**Exercise description:** Which lines run from the one containing "Which region of the image contains the dark" to the end of the listing? Copy them out exactly, leaving out the rest.

**Available data:**
Content starts
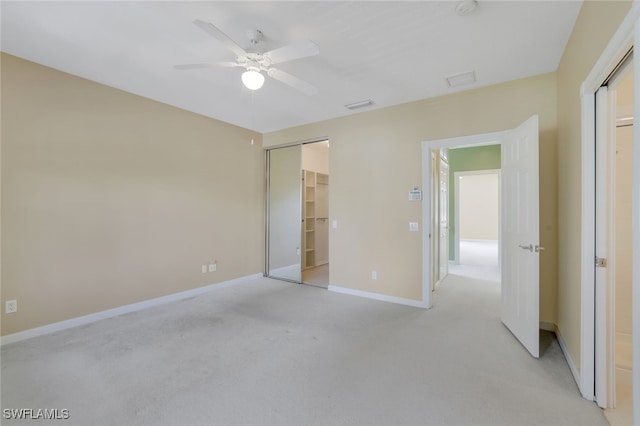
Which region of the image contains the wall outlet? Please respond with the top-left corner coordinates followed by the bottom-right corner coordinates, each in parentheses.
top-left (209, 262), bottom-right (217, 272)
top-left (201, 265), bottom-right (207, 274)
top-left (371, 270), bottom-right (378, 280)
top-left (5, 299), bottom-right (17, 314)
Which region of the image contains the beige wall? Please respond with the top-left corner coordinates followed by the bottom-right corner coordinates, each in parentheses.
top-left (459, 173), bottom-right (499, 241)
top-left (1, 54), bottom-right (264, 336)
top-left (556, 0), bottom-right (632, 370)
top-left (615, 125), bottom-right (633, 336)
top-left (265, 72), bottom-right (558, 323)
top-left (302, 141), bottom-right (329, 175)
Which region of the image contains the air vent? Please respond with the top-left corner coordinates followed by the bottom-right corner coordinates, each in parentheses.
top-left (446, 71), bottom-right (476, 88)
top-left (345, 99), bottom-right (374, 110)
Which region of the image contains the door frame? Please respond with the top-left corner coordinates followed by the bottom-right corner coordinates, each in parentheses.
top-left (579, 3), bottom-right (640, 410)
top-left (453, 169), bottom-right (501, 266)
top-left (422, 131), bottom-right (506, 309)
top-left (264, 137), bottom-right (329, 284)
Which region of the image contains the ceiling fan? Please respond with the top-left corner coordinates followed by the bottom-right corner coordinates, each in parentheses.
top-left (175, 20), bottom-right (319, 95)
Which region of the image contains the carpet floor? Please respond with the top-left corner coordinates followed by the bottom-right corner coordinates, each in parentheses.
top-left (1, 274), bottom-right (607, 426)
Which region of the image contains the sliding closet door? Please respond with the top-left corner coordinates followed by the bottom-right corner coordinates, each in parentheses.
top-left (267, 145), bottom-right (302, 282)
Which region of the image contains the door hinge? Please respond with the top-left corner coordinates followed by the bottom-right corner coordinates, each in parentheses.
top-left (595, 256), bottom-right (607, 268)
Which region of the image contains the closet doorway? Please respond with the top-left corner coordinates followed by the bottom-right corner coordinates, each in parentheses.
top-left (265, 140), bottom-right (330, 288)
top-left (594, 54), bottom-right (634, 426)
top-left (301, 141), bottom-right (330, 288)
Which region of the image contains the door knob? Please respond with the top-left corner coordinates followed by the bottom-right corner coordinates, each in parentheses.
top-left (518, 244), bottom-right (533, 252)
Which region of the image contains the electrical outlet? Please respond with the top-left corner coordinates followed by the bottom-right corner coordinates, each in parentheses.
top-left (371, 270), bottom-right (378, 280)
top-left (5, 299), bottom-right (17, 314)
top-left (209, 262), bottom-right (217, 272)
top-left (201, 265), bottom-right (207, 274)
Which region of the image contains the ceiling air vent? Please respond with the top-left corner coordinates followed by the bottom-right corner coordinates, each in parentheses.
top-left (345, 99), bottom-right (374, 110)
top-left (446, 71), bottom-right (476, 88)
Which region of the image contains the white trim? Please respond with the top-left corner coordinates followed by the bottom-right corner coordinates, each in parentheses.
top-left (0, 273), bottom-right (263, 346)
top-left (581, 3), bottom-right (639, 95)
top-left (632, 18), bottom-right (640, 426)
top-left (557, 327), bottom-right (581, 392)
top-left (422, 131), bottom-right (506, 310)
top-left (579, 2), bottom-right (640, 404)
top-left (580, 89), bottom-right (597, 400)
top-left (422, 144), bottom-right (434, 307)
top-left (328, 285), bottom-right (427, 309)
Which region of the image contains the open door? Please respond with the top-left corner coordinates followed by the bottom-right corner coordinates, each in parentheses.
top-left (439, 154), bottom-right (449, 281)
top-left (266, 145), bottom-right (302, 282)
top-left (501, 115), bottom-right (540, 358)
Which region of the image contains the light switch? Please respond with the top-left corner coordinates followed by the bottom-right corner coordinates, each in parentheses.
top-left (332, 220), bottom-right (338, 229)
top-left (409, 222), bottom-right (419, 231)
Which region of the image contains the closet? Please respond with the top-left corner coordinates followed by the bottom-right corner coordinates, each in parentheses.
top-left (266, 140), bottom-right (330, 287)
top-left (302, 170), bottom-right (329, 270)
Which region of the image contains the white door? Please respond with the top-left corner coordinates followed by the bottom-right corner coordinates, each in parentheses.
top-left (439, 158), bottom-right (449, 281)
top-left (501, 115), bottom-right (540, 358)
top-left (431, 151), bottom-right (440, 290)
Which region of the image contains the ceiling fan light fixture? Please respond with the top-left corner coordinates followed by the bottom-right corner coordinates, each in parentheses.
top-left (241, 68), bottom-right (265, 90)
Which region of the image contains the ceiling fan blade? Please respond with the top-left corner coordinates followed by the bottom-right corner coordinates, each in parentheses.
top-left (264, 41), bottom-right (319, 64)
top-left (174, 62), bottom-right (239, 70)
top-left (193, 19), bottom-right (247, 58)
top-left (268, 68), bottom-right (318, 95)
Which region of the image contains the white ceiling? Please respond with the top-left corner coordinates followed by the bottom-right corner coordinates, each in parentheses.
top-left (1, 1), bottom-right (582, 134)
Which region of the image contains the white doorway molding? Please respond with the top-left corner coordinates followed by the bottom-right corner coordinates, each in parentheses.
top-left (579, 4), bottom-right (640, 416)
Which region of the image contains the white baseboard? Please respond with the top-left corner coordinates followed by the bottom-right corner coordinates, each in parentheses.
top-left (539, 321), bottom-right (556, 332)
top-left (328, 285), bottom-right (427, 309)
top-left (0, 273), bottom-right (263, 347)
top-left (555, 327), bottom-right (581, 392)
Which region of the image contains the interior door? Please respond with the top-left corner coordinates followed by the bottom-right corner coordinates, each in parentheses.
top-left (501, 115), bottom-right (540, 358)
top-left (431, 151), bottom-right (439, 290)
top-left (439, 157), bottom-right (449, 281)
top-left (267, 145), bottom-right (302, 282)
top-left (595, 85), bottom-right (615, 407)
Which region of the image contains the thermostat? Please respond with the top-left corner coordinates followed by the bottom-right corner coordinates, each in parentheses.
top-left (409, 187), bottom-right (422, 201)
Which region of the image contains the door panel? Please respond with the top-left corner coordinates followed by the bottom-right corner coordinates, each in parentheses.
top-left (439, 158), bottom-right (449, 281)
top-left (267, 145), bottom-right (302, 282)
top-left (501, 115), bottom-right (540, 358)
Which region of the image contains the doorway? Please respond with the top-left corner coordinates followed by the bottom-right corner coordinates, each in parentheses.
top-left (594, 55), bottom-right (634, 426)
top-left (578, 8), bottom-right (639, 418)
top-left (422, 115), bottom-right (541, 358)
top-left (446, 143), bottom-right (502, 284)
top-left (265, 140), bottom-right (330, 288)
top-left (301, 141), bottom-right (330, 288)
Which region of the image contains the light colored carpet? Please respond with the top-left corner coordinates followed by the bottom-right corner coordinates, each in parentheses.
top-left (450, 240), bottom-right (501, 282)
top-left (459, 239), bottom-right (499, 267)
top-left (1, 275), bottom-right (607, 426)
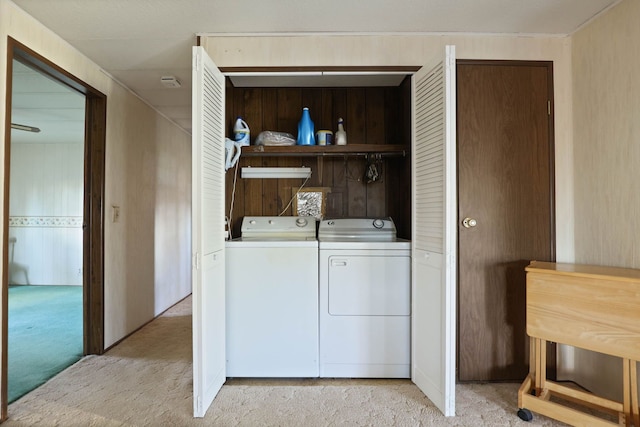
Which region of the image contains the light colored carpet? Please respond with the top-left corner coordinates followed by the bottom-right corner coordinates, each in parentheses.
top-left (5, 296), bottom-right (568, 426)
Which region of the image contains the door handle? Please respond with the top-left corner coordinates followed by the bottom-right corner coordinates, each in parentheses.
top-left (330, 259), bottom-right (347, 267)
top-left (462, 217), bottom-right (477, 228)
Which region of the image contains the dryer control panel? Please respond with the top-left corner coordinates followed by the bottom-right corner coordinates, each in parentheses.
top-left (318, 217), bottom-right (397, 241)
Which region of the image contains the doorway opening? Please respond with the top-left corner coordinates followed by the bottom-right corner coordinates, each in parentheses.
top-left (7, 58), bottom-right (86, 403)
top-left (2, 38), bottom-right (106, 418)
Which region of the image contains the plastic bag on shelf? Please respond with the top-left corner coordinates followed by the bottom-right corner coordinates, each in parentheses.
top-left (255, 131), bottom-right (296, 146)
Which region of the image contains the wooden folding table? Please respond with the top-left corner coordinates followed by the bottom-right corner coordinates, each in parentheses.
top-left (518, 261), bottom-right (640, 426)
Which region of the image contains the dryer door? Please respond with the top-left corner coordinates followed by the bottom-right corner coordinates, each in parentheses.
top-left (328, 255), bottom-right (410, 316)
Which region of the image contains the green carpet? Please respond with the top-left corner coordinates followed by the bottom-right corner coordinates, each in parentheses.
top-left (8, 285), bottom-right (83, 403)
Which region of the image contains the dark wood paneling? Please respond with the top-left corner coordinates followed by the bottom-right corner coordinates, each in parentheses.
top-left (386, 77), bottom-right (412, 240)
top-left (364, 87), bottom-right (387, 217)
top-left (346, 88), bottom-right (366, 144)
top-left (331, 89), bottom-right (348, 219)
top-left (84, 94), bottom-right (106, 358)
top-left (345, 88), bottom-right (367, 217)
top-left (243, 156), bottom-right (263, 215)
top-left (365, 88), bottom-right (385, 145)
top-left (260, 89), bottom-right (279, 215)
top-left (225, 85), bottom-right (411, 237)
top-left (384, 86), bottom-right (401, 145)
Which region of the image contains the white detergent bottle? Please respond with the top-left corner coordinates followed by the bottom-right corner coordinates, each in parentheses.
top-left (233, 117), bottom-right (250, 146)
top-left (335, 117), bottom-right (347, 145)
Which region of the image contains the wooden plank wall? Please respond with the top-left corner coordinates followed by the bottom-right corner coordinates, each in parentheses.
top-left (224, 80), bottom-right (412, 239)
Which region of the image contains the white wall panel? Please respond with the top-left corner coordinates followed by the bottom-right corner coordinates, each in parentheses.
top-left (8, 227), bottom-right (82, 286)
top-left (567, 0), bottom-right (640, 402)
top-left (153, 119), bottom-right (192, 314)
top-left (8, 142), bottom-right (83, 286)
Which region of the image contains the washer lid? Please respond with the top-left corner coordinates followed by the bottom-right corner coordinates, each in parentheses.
Content ends
**Your solution:**
Which region of the image contains the dark wood paneling? Please respond with the top-left corner coordinates followed by the bottom-right corner coordinates, each in parentheses.
top-left (386, 77), bottom-right (412, 240)
top-left (364, 87), bottom-right (387, 217)
top-left (346, 88), bottom-right (366, 144)
top-left (331, 89), bottom-right (348, 219)
top-left (84, 94), bottom-right (106, 358)
top-left (345, 88), bottom-right (367, 217)
top-left (243, 156), bottom-right (263, 215)
top-left (365, 88), bottom-right (385, 145)
top-left (260, 89), bottom-right (279, 215)
top-left (225, 85), bottom-right (411, 237)
top-left (384, 86), bottom-right (401, 145)
Which region of the image contains the white detergent bottle? Please respond with the top-left corner coordinates followed by the bottom-right corner coordinates, each in parentheses.
top-left (233, 117), bottom-right (250, 146)
top-left (335, 117), bottom-right (347, 145)
Which region of the image contains the wooden plank wall? Please respond with the top-left corner coordinates followed by the bottom-right corner coordinates, each in parentheses.
top-left (224, 80), bottom-right (412, 239)
Which region of the image contains the white wall panel? Please respond with the top-left corner coordinates followed by the bottom-right corner coordinates, each in parentheses.
top-left (8, 227), bottom-right (82, 286)
top-left (567, 0), bottom-right (640, 402)
top-left (153, 119), bottom-right (192, 314)
top-left (8, 142), bottom-right (83, 286)
Which region of the image contains the washer lid? Please respond with the top-left corner coordinates followed by the bottom-right corner coordinates, each in parentheses.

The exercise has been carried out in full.